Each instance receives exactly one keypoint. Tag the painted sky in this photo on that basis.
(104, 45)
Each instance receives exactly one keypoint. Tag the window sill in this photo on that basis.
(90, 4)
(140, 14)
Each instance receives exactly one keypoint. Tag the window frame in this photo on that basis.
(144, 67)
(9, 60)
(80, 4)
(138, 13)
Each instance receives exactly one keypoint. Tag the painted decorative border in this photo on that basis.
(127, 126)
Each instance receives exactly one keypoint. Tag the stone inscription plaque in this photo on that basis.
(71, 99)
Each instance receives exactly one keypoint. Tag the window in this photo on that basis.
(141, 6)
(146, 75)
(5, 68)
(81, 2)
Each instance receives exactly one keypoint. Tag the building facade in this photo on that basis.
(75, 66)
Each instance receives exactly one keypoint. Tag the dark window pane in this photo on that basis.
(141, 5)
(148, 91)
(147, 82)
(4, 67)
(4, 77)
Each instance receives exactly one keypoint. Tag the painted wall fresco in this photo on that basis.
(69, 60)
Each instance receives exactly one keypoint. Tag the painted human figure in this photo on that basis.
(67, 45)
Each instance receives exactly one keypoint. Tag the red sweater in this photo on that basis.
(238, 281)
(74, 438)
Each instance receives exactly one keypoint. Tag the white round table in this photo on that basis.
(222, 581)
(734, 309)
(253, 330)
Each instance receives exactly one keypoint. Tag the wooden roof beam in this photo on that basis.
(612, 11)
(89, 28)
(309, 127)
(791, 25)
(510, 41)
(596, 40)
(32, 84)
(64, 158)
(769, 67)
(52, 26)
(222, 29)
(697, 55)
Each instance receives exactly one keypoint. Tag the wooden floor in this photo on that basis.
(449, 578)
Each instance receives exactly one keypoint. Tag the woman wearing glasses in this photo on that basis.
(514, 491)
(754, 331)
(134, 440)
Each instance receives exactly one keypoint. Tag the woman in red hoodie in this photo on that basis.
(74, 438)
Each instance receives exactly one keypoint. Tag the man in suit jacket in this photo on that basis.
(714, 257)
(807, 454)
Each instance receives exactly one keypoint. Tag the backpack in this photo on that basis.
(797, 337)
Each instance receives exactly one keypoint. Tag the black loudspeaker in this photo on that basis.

======

* **WHAT TO WORK ON**
The full listing is to be printed again exactly as it stands.

* **SOLUTION**
Each instance receives exactly one keypoint. Tag the painted sky in this photo on that basis.
(104, 45)
Each instance receives exactly one keypoint. Tag the window sill in this photo on that basis.
(90, 4)
(140, 14)
Each instance receives exactly one keypoint. Tag the window frame in this photo on that basis.
(144, 67)
(9, 60)
(80, 4)
(138, 13)
Each instance receives exactly one keypoint. Tag the painted decorative border in this photo on that basis.
(127, 126)
Each instance receives exactly one keypoint. Tag the stone inscription plaque in this photo on that basis.
(71, 99)
Each instance receives exactly one keypoint. Tag the window in this photo on that basis.
(141, 6)
(146, 75)
(5, 68)
(81, 2)
Each instance receives exactly one keypoint. Tag the building facade in this photo on that basis.
(75, 66)
Each instance receives exactly one keypoint. Tag the dark window pane in this photo on that basis.
(141, 5)
(148, 91)
(147, 82)
(4, 67)
(4, 77)
Each instance receives exactly one keypoint. Tag the painted wall fresco in this photo on that basis.
(69, 60)
Each instance receives exactly one keypoint. Tag the painted human figure in this photo on that basis.
(67, 45)
Each instance receives exactly one keypoint. Tag the red sweater in this photo on that basis.
(238, 281)
(74, 438)
Each instance receives exactly one keypoint. Tag the white round table in this photo on that basis.
(222, 581)
(734, 309)
(253, 330)
Each instance receives exactly one keypoint. Tag the wooden roof beam in this photo on that basis.
(612, 11)
(89, 28)
(309, 127)
(791, 25)
(510, 41)
(596, 40)
(32, 84)
(64, 158)
(769, 67)
(52, 26)
(222, 29)
(697, 55)
Each instance receives exactly one keypoint. Tag the wooden floor in this photo on that basis.
(449, 578)
Each instance receives exactly one keypoint. Tag the woman wearing glasses in this photo on that basis.
(514, 491)
(754, 331)
(134, 440)
Each instance receives exactly one keypoint. Tag the woman in red hoodie in this photo on that basis.
(74, 438)
Each instance receives exactly one keypoint. Tag the man in suit jacket in this photo on that basis.
(714, 257)
(807, 454)
Each instance receives exactly one keypoint. Tag the backpack in this photo on that basis.
(797, 337)
Each instance receives exactly one keypoint. Tag the black loudspeaker in this photo on that basis.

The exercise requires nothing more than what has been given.